- **TASK TO COMPLETE**
Gather each line in the data below that contains the string "shadow" and copy it out in full. Case counts when matching.

- **DATA PROVIDED**
>> begin
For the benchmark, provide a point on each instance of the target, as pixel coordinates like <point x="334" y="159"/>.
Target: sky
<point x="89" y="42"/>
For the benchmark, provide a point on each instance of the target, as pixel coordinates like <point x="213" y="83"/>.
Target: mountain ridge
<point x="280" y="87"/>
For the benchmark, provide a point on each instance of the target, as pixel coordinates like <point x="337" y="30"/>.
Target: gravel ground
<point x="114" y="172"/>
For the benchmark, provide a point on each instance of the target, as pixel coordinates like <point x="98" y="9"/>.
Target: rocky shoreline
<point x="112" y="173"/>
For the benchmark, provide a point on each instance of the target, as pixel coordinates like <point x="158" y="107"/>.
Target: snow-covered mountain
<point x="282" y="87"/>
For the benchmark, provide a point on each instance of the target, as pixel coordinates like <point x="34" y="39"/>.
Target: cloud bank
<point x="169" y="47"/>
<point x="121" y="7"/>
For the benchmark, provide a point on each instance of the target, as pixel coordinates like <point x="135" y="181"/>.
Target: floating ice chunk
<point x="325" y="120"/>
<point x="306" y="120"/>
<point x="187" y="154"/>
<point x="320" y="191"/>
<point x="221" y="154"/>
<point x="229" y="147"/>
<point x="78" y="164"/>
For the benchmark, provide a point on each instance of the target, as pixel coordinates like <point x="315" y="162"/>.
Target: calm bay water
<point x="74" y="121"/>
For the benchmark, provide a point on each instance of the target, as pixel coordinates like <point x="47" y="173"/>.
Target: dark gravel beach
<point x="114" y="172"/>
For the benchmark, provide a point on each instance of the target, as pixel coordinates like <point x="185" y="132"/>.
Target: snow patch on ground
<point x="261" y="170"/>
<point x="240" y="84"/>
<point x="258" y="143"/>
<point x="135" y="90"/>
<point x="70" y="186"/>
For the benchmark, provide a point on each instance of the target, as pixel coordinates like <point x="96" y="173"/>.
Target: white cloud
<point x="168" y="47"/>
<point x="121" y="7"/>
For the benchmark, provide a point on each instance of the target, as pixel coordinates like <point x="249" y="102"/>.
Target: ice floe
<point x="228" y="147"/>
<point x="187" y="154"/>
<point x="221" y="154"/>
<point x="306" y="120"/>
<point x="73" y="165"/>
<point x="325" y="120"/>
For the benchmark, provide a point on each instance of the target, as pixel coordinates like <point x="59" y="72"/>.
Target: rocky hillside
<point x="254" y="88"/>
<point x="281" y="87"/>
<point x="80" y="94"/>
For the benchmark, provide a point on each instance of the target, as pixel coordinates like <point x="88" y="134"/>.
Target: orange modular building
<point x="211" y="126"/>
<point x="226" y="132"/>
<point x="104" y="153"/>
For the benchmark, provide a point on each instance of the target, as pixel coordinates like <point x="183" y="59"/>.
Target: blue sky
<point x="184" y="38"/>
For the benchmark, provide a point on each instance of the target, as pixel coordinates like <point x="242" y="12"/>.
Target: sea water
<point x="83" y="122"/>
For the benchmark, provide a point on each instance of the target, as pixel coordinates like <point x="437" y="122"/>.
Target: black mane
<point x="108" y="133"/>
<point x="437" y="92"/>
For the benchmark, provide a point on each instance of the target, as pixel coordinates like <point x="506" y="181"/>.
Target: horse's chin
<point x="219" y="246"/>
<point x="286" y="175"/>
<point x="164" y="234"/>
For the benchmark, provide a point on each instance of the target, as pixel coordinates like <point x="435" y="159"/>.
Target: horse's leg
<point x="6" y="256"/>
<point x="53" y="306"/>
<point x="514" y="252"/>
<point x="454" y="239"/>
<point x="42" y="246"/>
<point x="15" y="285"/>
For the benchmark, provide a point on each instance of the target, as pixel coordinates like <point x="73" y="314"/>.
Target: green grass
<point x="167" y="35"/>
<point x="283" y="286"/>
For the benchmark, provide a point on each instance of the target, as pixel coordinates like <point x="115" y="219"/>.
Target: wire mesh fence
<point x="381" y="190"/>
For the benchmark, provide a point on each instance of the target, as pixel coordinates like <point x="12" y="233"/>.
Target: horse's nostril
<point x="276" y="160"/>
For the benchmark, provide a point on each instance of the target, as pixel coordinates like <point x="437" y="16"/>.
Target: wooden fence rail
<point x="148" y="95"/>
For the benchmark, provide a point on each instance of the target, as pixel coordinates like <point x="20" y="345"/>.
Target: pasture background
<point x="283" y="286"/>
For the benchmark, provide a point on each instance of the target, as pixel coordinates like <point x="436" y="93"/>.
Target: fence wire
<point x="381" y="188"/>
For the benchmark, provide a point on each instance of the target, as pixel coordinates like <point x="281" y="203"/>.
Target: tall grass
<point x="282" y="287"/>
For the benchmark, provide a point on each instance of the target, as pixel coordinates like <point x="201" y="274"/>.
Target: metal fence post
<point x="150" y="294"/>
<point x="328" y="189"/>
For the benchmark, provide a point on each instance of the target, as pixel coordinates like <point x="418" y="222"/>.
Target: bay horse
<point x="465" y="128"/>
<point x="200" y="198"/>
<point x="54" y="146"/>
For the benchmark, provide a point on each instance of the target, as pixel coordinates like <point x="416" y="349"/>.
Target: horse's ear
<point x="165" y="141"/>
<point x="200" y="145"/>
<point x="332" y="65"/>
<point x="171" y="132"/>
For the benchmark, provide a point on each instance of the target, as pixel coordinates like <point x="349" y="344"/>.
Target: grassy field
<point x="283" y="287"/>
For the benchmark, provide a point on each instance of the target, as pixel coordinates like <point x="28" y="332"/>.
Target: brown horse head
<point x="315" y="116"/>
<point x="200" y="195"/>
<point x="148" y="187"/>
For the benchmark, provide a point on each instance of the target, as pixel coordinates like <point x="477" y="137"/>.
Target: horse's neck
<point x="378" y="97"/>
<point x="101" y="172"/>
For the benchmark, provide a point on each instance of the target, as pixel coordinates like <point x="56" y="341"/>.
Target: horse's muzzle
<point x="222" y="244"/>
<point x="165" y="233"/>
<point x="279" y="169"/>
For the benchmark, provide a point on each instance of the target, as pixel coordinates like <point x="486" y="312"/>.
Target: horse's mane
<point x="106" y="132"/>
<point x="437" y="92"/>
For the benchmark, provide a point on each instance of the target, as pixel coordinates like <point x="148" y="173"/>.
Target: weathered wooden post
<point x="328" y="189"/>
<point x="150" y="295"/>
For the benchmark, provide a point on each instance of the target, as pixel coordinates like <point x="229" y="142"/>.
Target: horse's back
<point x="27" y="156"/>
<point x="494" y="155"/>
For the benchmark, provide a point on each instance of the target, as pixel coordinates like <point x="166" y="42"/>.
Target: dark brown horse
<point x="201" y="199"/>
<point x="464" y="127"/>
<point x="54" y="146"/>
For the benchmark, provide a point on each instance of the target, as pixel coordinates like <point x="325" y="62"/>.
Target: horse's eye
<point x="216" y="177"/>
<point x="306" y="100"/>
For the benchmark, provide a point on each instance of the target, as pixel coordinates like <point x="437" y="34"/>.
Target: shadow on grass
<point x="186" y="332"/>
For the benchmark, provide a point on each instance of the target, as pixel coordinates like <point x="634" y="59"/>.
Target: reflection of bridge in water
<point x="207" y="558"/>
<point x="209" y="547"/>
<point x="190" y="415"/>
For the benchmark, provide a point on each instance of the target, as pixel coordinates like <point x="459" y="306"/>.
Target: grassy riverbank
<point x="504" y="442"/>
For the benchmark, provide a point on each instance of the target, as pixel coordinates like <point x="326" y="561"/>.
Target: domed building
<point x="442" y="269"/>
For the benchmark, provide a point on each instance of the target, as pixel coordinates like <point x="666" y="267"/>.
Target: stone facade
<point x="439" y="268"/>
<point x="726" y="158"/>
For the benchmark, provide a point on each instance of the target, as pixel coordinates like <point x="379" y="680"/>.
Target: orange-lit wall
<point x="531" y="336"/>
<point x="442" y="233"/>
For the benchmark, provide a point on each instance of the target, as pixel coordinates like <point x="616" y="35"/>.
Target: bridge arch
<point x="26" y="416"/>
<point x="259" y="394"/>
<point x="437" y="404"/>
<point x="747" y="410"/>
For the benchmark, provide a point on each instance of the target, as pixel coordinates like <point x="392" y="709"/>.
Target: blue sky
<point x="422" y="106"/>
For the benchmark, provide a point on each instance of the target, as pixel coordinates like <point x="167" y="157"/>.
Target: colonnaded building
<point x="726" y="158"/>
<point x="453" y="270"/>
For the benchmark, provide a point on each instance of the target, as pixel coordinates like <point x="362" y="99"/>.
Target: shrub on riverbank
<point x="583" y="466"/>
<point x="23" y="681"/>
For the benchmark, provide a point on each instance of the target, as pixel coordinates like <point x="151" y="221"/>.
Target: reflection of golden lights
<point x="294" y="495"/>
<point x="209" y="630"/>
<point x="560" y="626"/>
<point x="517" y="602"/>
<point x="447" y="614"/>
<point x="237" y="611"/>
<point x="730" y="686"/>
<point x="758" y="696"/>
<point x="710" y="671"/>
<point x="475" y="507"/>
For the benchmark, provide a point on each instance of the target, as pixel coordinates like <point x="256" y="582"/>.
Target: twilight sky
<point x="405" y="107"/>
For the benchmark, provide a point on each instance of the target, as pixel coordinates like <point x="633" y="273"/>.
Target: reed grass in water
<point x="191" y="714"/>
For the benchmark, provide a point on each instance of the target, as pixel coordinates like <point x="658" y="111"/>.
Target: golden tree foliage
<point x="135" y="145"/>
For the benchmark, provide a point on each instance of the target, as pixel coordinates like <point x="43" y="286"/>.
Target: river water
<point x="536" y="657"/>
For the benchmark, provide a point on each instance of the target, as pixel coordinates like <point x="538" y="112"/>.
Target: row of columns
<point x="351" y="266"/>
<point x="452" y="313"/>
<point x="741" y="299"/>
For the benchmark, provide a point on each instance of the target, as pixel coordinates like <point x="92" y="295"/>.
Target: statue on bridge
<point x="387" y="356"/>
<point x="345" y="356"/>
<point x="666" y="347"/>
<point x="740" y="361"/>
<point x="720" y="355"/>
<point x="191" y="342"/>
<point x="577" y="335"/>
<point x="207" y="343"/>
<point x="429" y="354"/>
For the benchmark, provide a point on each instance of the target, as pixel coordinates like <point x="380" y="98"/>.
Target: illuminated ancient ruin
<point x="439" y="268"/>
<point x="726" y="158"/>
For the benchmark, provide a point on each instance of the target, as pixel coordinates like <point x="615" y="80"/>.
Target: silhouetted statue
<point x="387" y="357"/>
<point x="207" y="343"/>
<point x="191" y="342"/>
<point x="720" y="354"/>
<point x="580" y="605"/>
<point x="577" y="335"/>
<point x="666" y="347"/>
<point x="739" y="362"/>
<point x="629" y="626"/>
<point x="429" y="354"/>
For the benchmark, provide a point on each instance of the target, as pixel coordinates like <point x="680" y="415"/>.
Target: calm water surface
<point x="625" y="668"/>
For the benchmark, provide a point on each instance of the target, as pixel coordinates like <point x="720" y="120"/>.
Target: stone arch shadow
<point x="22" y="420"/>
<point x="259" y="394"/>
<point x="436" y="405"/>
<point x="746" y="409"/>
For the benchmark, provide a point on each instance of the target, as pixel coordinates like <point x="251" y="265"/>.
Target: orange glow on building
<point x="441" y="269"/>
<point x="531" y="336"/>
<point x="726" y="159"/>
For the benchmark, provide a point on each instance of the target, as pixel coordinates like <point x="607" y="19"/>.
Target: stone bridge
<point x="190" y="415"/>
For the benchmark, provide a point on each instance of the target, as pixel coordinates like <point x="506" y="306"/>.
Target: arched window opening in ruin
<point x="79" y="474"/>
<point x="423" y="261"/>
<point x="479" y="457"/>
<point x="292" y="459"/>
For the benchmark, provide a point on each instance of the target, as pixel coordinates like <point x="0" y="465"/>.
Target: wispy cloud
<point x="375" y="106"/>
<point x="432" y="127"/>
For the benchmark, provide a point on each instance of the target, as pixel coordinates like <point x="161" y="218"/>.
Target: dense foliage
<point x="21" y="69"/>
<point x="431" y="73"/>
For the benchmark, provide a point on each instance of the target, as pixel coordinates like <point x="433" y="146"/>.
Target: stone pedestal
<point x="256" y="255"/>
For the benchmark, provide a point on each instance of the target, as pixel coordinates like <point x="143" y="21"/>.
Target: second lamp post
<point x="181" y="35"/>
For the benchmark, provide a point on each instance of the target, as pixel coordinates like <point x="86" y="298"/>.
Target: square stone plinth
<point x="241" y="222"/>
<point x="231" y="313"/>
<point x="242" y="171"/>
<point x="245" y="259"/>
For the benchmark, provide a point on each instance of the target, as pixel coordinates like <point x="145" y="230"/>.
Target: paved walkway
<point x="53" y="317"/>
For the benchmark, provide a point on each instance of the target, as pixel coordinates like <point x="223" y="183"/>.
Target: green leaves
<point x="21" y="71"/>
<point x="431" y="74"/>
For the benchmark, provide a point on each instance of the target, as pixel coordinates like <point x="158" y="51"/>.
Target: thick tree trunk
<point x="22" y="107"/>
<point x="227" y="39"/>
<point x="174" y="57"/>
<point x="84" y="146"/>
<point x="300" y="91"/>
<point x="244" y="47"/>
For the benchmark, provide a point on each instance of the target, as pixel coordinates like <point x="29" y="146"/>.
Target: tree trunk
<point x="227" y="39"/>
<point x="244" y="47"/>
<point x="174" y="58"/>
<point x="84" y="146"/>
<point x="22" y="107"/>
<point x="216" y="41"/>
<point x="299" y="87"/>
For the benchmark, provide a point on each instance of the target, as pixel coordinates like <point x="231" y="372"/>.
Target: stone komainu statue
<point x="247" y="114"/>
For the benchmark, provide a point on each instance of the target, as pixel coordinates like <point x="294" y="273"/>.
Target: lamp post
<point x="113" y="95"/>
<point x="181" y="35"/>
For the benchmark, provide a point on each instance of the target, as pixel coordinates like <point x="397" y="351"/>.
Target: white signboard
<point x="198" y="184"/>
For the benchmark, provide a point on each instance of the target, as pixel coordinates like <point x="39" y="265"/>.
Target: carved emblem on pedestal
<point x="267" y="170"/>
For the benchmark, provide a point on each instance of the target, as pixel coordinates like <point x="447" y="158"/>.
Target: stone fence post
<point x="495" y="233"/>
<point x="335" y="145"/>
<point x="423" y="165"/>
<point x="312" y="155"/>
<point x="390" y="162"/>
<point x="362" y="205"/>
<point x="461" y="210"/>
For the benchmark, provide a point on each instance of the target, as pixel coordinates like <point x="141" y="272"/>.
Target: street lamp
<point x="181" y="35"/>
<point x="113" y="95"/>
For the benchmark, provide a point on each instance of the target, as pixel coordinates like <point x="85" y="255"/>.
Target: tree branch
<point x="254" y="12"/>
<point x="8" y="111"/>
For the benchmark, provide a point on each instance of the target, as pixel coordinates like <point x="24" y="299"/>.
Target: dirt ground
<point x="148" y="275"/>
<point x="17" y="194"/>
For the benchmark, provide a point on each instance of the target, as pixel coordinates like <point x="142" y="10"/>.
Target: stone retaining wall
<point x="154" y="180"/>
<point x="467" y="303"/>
>> end
- **WRITTEN REPLY**
Target: shadow on grass
Target: stone arch shadow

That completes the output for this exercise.